▶ _What is expected_
Write out every entry precisely as given, leaving the pictures out.

■ ■ ■ ■

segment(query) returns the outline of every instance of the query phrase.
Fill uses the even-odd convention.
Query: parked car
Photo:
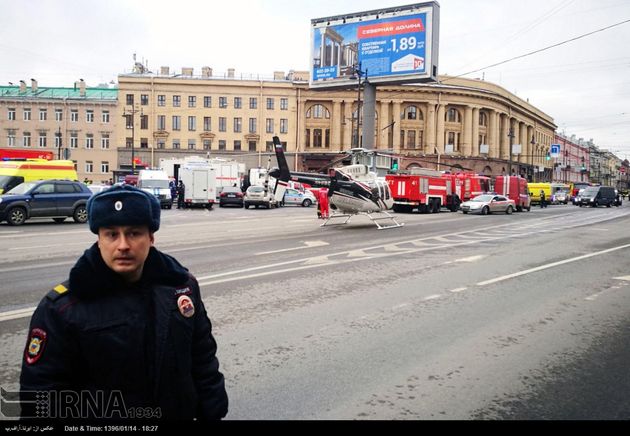
[[[98,194],[99,192],[103,192],[106,189],[111,188],[110,185],[87,185],[87,187],[92,192],[92,194]]]
[[[610,207],[615,204],[617,195],[615,188],[610,186],[589,186],[584,189],[580,196],[580,207],[582,206],[606,206]]]
[[[573,205],[574,205],[574,206],[577,206],[577,205],[579,205],[579,204],[580,204],[580,199],[582,198],[582,194],[584,193],[584,190],[585,190],[585,189],[586,189],[586,188],[581,188],[581,189],[578,191],[577,195],[576,195],[575,197],[573,197],[573,200],[571,200],[571,201],[573,202]]]
[[[285,191],[283,201],[285,206],[291,204],[303,207],[310,207],[317,202],[311,191],[304,190],[304,192],[302,192],[291,188]]]
[[[226,186],[219,195],[219,207],[232,204],[243,207],[243,191],[235,186]]]
[[[265,192],[265,188],[262,186],[252,185],[245,191],[243,203],[245,209],[249,209],[249,206],[254,206],[256,209],[258,206],[265,206],[267,209],[271,209],[276,205],[276,199],[270,190]]]
[[[468,201],[465,201],[461,205],[463,213],[480,213],[481,215],[488,215],[489,213],[505,212],[510,215],[516,209],[516,203],[514,200],[510,200],[503,195],[494,194],[482,194]]]
[[[77,223],[85,223],[86,204],[91,196],[92,191],[81,182],[25,182],[0,196],[0,221],[19,226],[29,218],[49,217],[61,223],[72,217]]]
[[[567,204],[569,202],[569,193],[567,191],[558,190],[551,197],[551,204]]]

■ ■ ■ ■

▶ _Response area_
segment(query) returns the outline of every instance of the query phrase.
Fill uses the even-odd convention.
Query: parked car
Photo:
[[[98,194],[99,192],[103,192],[106,189],[111,188],[110,185],[87,185],[87,187],[92,192],[92,194]]]
[[[610,207],[615,204],[617,195],[615,188],[610,186],[589,186],[584,189],[580,196],[580,207],[582,206],[606,206]]]
[[[573,205],[574,205],[574,206],[577,206],[577,205],[579,205],[579,204],[580,204],[580,199],[582,198],[582,194],[584,193],[584,190],[585,190],[585,189],[586,189],[586,188],[581,188],[581,189],[578,191],[577,195],[576,195],[575,197],[573,197],[573,200],[571,200],[571,201],[573,202]]]
[[[285,191],[283,201],[285,206],[291,204],[303,207],[310,207],[317,202],[311,191],[304,190],[304,192],[302,192],[291,188]]]
[[[226,186],[219,195],[219,207],[232,204],[243,207],[243,191],[235,186]]]
[[[265,192],[265,188],[262,186],[252,185],[245,191],[243,203],[245,209],[249,209],[249,206],[254,206],[256,209],[258,206],[265,206],[267,209],[271,209],[276,205],[276,199],[270,190]]]
[[[468,201],[465,201],[461,205],[463,213],[480,213],[481,215],[488,215],[489,213],[505,212],[510,215],[516,209],[516,203],[514,200],[510,200],[503,195],[494,194],[482,194]]]
[[[77,223],[85,223],[86,204],[91,196],[92,191],[81,182],[25,182],[0,196],[0,221],[19,226],[29,218],[49,217],[61,223],[72,217]]]
[[[567,204],[569,202],[569,193],[567,191],[558,190],[551,197],[551,204]]]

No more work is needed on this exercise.